• What is asked:
Rewrite the data from the line containing "Point out where the utility" through the end, keeping the requests unchanged. Multiply every bounding box coordinate in the answers by 1.3 and round to whole numbers, with halves rounded up.

[Image data on named regions]

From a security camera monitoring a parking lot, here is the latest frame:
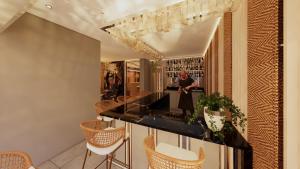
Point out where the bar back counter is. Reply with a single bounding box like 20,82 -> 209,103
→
96,92 -> 252,169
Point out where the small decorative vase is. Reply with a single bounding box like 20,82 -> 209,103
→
204,107 -> 226,132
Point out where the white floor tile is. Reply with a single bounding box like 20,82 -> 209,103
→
51,141 -> 86,167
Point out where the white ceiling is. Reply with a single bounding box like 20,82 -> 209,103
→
0,0 -> 217,60
0,0 -> 34,32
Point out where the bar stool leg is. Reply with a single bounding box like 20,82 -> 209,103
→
106,155 -> 108,169
82,149 -> 89,169
108,154 -> 113,169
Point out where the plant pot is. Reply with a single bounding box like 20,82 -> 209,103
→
204,107 -> 226,132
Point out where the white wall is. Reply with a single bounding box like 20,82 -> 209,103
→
0,14 -> 100,165
284,0 -> 300,169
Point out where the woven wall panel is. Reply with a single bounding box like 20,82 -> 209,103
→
248,0 -> 283,169
224,12 -> 232,98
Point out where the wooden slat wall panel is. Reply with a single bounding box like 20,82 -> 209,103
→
248,0 -> 283,169
224,12 -> 232,98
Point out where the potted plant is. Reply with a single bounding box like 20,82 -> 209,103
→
189,92 -> 247,139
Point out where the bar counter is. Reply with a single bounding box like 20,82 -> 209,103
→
96,92 -> 252,169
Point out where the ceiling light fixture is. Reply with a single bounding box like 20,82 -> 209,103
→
101,0 -> 241,59
45,4 -> 53,9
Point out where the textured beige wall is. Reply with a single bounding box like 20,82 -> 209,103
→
284,0 -> 300,169
0,13 -> 100,164
232,0 -> 248,137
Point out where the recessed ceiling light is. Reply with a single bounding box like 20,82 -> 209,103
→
45,4 -> 53,9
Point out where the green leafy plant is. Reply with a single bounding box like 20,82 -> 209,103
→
189,92 -> 247,137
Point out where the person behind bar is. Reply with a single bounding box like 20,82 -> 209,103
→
178,71 -> 197,118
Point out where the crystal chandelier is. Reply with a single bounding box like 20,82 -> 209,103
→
102,0 -> 240,59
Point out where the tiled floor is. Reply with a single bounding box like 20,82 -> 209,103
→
38,142 -> 119,169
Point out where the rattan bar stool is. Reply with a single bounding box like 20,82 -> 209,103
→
80,120 -> 130,169
144,136 -> 205,169
0,152 -> 34,169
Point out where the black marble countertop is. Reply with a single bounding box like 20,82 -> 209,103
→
101,93 -> 252,150
165,86 -> 205,92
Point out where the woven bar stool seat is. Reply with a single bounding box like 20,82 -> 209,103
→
144,136 -> 205,169
0,152 -> 34,169
80,120 -> 129,168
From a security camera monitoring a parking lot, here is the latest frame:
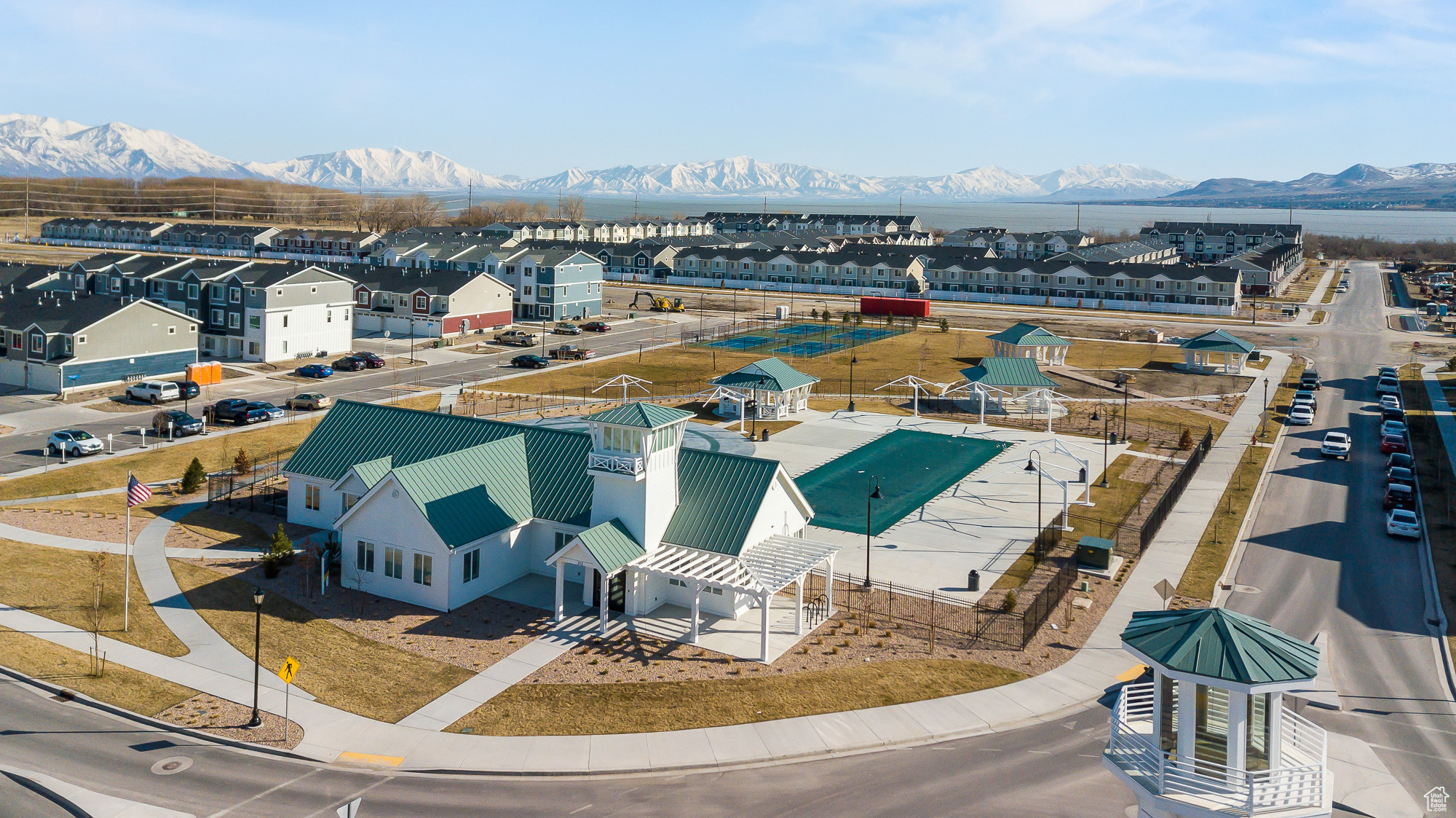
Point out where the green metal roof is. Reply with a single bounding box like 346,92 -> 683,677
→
577,516 -> 646,573
392,435 -> 536,548
285,401 -> 591,525
708,358 -> 818,392
1123,608 -> 1319,684
354,454 -> 395,489
662,448 -> 779,556
587,401 -> 693,429
961,358 -> 1057,389
987,322 -> 1072,347
1178,329 -> 1254,355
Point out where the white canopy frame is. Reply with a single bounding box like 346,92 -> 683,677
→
875,376 -> 948,417
591,374 -> 652,404
628,534 -> 840,662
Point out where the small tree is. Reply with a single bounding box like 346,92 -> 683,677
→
1178,426 -> 1192,451
182,457 -> 207,495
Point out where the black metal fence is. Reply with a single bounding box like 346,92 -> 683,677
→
1137,426 -> 1213,551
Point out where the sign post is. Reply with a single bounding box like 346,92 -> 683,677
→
278,656 -> 298,736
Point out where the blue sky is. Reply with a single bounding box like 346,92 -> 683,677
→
0,0 -> 1456,179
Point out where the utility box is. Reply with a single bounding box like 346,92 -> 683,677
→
1077,537 -> 1112,570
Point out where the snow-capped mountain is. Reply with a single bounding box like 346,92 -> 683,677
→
246,147 -> 515,191
0,114 -> 253,179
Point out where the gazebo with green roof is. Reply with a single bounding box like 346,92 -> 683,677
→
987,322 -> 1072,367
1104,608 -> 1329,817
1178,329 -> 1254,376
708,358 -> 818,426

• Final answer:
Point out where the utility box is. Reply with a single bounding box like 346,92 -> 683,677
→
1400,698 -> 1446,741
Point out where the snow-capped mountain is. Reply with a single bounding box like 346,92 -> 683,677
→
320,191 -> 670,248
0,148 -> 329,233
Point out where the gazebo with green roof is. Reply with a single bounding box like 346,92 -> 683,677
→
1283,419 -> 1394,477
1435,790 -> 1728,1062
1531,428 -> 1630,489
920,465 -> 1063,554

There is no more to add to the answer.